Document excerpt:

BEGIN

# American Law



## davek9 (May 7, 2002)

[smiley=clown.gif]

Apologies if these have been posted before but i think there is some new ones. 
[smiley=stupid.gif]

There's a chance for us to become millionaires yet!!

Obviously, all you need is to be a complete moron with no ethical code.

For those individuals who know what the Darwin awards are, you're going to love this. The "Stella" awards rank up there with the Darwin awards.
Stella Liebeck is the 81 year old lady who spilled coffee on herself and sued McDonalds. This case inspired an annual award - The "Stella" Award for the most frivolous lawsuits in the U.S.

The following are this year's candidates:

1. January 2000: Kathleen Robertson of Austin Texas was awarded $780,000 by a jury of her peers after breaking her ankle tripping over a toddler who was running inside a furniture store. The owners of the store were understandably surprised at the verdict, considering the misbehaving little kid was Ms. Robertson's son.

2. June 1998: A 19 year old Carl Truman of Los Angeles won $74,000 and medical expenses when his neighbor ran over his hand with a Honda Accord. Mr. Truman apparently didn't notice there was someone at the wheel of the car when he was trying to steal his neighbor's hubcaps.

3. October 1998: A Terrence Dickson of Bristol, Pennsylvania was leaving a house he had just finished robbing, by way of the garage. He was not able to get the garage door to go up since the automatic door opener was malfunctioning. He couldn't re-enter the house because the door connecting the house and garage locked when he pulled it shut. The family was on vacation. Mr. Dickson found himself locked in the garage for eight days. He subsisted on a case of Pepsi he found, and large bag of dry dog food. He sued the homeowner's insurance claiming the situation caused him undue mental anguish. The jury agreed to the tune of half a million dollars.

END

Work instructions:
1 – Answer these questions about the American Law post:
(a) How old was Stella Liebeck?
(b) How much did Carl Truman win in addition to medical expenses?
(c) For how many days was Terrence Dickson locked in the garage?
2 – Reproduce the stretch of the American Law post from "Obviously, all you" through "in the U.S.", substituting "tea" for "coffee".
3 – Pick up the American Law post after its final sentence and continue it.
The items after this point are separate material, unrelated to the American Law post.

Supplied records:
BEGIN

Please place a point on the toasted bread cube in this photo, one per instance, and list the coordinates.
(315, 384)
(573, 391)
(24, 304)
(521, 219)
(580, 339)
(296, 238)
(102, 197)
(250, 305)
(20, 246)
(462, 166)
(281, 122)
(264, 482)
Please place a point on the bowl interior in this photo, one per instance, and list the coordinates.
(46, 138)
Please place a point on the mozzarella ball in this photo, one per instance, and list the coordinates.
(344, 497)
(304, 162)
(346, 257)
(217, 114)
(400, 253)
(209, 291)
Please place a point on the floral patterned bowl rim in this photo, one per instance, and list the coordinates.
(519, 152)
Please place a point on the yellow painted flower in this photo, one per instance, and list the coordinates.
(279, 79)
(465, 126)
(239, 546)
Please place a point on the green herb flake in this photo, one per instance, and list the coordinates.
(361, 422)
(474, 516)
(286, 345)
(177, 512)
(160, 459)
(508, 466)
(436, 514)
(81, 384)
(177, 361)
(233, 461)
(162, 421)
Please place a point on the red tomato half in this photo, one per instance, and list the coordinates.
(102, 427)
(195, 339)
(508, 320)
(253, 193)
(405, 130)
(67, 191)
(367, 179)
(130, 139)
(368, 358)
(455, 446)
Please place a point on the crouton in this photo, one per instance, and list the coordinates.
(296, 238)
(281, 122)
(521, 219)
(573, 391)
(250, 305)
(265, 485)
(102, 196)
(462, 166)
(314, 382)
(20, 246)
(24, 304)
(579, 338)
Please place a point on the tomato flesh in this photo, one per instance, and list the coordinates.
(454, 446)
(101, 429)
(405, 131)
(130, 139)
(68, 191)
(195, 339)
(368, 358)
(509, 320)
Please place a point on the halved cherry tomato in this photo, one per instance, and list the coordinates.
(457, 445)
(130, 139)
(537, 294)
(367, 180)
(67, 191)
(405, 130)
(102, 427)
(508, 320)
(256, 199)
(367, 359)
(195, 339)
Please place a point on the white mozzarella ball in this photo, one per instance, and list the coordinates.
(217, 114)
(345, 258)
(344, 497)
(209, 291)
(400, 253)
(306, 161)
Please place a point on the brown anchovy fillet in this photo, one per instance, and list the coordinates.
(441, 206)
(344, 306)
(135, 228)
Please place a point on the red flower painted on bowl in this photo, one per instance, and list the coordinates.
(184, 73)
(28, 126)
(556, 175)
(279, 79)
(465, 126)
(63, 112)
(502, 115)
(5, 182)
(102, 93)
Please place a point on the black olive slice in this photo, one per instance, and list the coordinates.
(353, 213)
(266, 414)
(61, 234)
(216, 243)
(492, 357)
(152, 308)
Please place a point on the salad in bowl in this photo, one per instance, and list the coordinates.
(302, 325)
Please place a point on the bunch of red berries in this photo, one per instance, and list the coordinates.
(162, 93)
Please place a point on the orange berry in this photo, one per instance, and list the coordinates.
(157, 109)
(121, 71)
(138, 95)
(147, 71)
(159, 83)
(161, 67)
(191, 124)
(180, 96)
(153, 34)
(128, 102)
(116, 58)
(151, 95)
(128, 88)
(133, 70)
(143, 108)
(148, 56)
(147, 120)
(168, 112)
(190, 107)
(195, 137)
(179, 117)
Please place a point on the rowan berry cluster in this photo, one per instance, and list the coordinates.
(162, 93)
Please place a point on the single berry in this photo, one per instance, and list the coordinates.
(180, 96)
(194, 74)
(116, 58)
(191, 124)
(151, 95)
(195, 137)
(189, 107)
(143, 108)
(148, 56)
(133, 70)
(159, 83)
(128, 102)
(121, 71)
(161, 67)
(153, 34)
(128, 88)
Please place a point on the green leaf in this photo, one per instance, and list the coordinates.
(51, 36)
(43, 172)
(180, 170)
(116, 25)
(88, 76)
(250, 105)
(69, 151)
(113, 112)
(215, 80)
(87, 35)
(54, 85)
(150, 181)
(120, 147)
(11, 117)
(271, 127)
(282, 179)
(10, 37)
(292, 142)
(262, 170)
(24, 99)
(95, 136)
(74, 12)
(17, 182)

END

Task-by-task results:
1 –
(a) 81
(b) $74,000
(c) Eight

2 –
Obviously, all you need is to be a complete moron with no ethical code.

For those individuals who know what the Darwin awards are, you're going to love this. The "Stella" awards rank up there with the Darwin awards.
Stella Liebeck is the 81 year old lady who spilled tea on herself and sued McDonalds. This case inspired an annual award - The "Stella" Award for the most frivolous lawsuits in the U.S.

3 –
4. October 1999: Jerry Williams of Little Rock, Arkansas was awarded $14,500 and medical expenses after being bitten on the buttocks by his next door neighbor's beagle. The beagle was on a chain in its owner's fenced-in yard. The award was less than sought because the jury felt the dog might have been just a little provoked at the time by Mr. Williams who was shooting it repeatedly with a pellet gun.

5. May 2000: A Philadelphia restaurant was ordered to pay Amber Carson of Lancaster, Pennsylvania $113,500 after she slipped on a soft drink and broke her coccyx. The beverage was on the floor because Ms. Carson threw it at her boyfriend 30 seconds earlier during an argument.

6. December 1997: Kara Walton of Claymont, Delaware successfully sued the owner of a night club in a neighboring city when she fell from the bathroom window to the floor and knocked out her two front
teeth.This occurred while Ms. Walton was trying to sneak through the wiindow in the ladies room to avoid paying the $3.50 cover charge. She was awarded $12,000 and dental expenses.

And the "Winner" is.......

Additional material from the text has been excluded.